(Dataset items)
☆ ☆ ☆ ☆

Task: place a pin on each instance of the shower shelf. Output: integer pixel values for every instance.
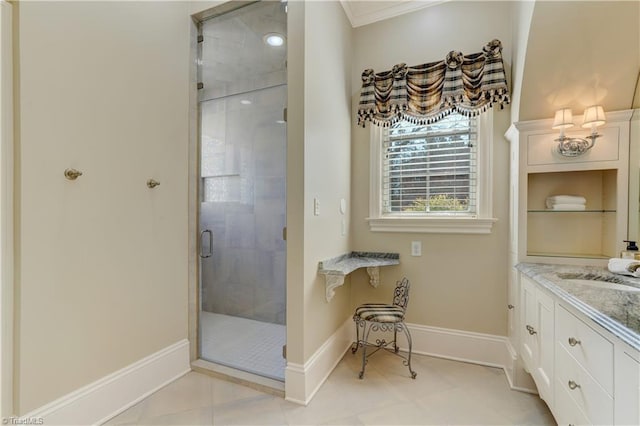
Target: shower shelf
(337, 268)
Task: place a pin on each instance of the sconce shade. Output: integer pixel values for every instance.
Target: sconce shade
(563, 119)
(594, 116)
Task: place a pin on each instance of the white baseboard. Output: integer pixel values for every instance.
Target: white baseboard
(475, 348)
(303, 381)
(99, 401)
(466, 346)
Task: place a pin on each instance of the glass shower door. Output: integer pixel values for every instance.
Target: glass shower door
(243, 190)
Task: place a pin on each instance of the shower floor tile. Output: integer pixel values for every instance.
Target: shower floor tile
(244, 344)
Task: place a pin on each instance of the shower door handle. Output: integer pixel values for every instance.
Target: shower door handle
(202, 234)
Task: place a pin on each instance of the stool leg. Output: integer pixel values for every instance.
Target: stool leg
(395, 340)
(354, 347)
(408, 361)
(365, 339)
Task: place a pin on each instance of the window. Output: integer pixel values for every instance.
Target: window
(432, 178)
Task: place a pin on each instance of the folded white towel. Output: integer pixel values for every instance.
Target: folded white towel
(568, 199)
(567, 207)
(630, 267)
(564, 199)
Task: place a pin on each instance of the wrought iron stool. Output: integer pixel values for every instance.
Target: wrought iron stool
(383, 317)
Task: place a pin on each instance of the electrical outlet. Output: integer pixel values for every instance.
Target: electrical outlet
(316, 207)
(416, 248)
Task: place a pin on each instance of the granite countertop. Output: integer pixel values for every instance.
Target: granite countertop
(617, 311)
(347, 263)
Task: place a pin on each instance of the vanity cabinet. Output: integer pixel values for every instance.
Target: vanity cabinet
(586, 375)
(584, 372)
(537, 337)
(627, 390)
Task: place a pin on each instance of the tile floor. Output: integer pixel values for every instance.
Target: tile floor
(445, 392)
(245, 344)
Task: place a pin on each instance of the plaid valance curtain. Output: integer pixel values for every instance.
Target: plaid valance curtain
(423, 94)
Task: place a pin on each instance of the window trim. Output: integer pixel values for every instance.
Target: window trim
(481, 223)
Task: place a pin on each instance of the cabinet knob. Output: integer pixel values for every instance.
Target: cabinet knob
(72, 174)
(152, 183)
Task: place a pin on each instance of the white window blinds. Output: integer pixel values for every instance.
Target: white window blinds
(430, 169)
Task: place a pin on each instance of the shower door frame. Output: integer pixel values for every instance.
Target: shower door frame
(194, 285)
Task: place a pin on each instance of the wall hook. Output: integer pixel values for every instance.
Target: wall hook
(72, 174)
(152, 183)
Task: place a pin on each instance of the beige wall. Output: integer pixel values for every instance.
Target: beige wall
(460, 282)
(327, 163)
(318, 166)
(101, 261)
(580, 53)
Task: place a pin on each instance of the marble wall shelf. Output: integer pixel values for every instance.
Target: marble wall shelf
(336, 268)
(616, 311)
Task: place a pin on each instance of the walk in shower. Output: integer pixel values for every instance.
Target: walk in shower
(242, 98)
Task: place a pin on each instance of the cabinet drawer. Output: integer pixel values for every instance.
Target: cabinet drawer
(592, 399)
(590, 349)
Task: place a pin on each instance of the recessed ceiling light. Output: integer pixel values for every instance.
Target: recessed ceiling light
(273, 39)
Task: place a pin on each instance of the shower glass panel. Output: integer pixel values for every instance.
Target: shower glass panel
(242, 190)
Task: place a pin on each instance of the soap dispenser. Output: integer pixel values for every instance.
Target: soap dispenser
(631, 251)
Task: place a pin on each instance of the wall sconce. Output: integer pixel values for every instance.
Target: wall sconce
(573, 147)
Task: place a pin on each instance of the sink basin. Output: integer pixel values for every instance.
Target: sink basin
(604, 284)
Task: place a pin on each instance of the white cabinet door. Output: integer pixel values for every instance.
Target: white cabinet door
(538, 336)
(529, 322)
(627, 391)
(545, 334)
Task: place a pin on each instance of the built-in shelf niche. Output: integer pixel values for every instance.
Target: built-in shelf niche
(574, 234)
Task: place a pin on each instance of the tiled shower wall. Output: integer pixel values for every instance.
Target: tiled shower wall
(243, 204)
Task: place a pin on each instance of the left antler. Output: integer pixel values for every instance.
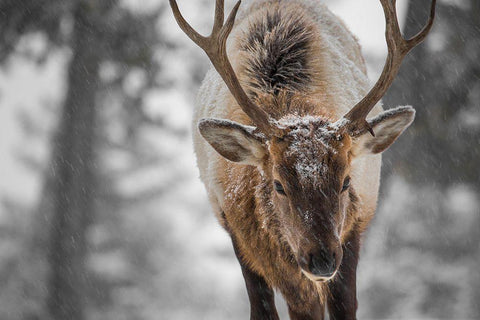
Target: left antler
(398, 47)
(215, 47)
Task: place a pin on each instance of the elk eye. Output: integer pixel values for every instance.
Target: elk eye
(346, 184)
(278, 187)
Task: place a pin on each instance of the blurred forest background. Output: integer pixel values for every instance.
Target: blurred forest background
(101, 212)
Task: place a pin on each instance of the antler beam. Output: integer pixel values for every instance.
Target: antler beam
(398, 47)
(215, 48)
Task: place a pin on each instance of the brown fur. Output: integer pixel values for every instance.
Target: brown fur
(248, 211)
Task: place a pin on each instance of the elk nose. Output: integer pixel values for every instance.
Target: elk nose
(322, 264)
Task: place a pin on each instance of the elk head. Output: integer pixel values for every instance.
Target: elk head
(307, 160)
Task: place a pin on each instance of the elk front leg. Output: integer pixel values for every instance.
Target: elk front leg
(342, 300)
(260, 294)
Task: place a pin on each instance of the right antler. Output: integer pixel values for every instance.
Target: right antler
(215, 47)
(398, 47)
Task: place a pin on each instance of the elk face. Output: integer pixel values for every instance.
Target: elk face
(308, 169)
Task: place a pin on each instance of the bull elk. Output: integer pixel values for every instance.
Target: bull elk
(291, 170)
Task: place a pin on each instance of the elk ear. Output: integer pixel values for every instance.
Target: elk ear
(234, 141)
(388, 126)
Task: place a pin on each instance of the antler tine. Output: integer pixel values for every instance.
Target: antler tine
(215, 48)
(398, 47)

☆ ☆ ☆ ☆

▶ [What the task asks]: Please make an exact copy of the lines above from the line with "Task: place a pin on each instance of the white window" through the line with "Task: place a pin on each instance of the wall hook.", both ends included.

▶ [Result for this exercise]:
Task: place a pin on each instance of the white window blinds. Output: integer pixel values for every instance.
Target: white window blinds
(430, 169)
Task: place a pin on each instance of the shower door frame. Output: integer pixel values for every instance.
Target: shower door frame
(194, 285)
Task: place a pin on each instance of the wall hook. Output: integer pixel values for every instance.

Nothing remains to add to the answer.